**WHAT IS EXPECTED:**
Reproduce the records below exactly as given.

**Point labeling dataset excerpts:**

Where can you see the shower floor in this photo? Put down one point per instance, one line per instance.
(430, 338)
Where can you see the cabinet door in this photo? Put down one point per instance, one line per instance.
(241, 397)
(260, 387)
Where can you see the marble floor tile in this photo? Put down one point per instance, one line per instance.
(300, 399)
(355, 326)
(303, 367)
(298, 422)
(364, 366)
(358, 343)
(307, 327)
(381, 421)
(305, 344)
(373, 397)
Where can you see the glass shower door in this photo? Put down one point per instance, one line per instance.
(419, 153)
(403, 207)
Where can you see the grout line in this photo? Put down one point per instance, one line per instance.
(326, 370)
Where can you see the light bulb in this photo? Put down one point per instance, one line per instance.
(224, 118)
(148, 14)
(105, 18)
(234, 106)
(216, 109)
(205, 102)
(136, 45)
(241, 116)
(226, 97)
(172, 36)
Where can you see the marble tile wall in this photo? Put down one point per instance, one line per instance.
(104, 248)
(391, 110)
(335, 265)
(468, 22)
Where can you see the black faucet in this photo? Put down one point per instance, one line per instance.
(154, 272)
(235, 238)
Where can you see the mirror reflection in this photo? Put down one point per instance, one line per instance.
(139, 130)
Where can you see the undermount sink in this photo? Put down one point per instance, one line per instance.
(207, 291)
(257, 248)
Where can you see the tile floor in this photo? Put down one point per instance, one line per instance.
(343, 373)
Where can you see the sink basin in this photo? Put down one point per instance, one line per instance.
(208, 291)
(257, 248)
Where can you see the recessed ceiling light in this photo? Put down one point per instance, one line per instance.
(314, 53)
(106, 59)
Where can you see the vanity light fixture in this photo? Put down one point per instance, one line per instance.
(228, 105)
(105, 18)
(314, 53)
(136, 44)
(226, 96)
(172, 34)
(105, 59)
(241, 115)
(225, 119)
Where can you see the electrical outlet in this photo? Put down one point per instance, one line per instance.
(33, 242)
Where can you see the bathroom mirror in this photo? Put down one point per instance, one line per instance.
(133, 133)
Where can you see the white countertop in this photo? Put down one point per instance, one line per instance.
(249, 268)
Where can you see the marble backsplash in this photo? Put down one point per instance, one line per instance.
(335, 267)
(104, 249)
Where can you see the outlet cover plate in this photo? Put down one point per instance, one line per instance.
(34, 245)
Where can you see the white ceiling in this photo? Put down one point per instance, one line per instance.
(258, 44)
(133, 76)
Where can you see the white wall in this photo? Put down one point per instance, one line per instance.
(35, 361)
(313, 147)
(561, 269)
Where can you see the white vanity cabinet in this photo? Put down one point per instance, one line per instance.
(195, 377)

**SOLUTION:**
Where can you see the shower floor in this photo? Put down one point per instance, one line per instance.
(430, 338)
Where can you see the cabinet door in this photo? Put down one point per instance, one line per instance.
(241, 397)
(260, 387)
Where can you see the marble floor tile in this photo? Put down one point per instance, one line per instance.
(300, 399)
(355, 326)
(303, 367)
(298, 422)
(364, 366)
(358, 343)
(307, 327)
(381, 421)
(305, 344)
(373, 397)
Where can you see the glass shower door in this photo? Put down one point per instance, one line per instance.
(419, 153)
(403, 207)
Where can you see the grout line in this photo? Put down one point per instance, one line per instance.
(326, 370)
Where can you see the light bulb in this photo? Put down one point per instance, one line per instance.
(224, 118)
(148, 14)
(105, 18)
(234, 106)
(216, 109)
(205, 102)
(136, 45)
(241, 116)
(226, 97)
(172, 36)
Where can you see the marble tile wall in this photo? Put down one point per instance, one line per instance.
(104, 248)
(391, 110)
(335, 265)
(468, 22)
Where can you see the black faucet in this photo? Put down one point per instance, one line per instance.
(154, 272)
(235, 238)
Where can you see the mirror reflection in this photo? Put down one point per instance, one line per instance.
(139, 130)
Where can you see the undermount sink in this photo? Put down one point per instance, one line per instance.
(207, 291)
(257, 248)
Where can you see the tile floor in this photo? Put down one point per instance, one line per instance.
(343, 373)
Where can you see the sink basin in this photo? Put down one point per instance, one line per instance.
(208, 291)
(257, 248)
Where can you see the recessed ceiling light in this photo? Put down one point per instance, one line per instance.
(314, 53)
(106, 59)
Where can you see the vanity light fixture in this photo? Put down one point per instance, one line per instance.
(228, 105)
(105, 18)
(314, 53)
(136, 44)
(226, 96)
(172, 34)
(105, 59)
(241, 115)
(225, 119)
Where can you see the electrical outlet in this photo? Put down one point per instance, one line per instance.
(33, 242)
Where can you see the bathroom mirror in this photo? Put down one point per instance, one line per instance.
(133, 133)
Where can you see the white countertop in this photo? Put down one point per instance, one line per instance.
(249, 268)
Where can you see the marble backsplash in this photo? Put down one point per instance, one line per instance.
(335, 267)
(104, 249)
Where can you see the outlet cover plate in this photo? Put down one point per instance, one line per instance.
(34, 245)
Where can you see the white ceiling in this photo? Put down one point per instance, one line per instance.
(258, 44)
(133, 76)
Where can you see the white wall in this photo? Put down one point per instance, one line per instance.
(35, 361)
(313, 147)
(561, 269)
Where can you see the white vanity cabinet in this photo? Put down one point per instance, one line per instance.
(195, 377)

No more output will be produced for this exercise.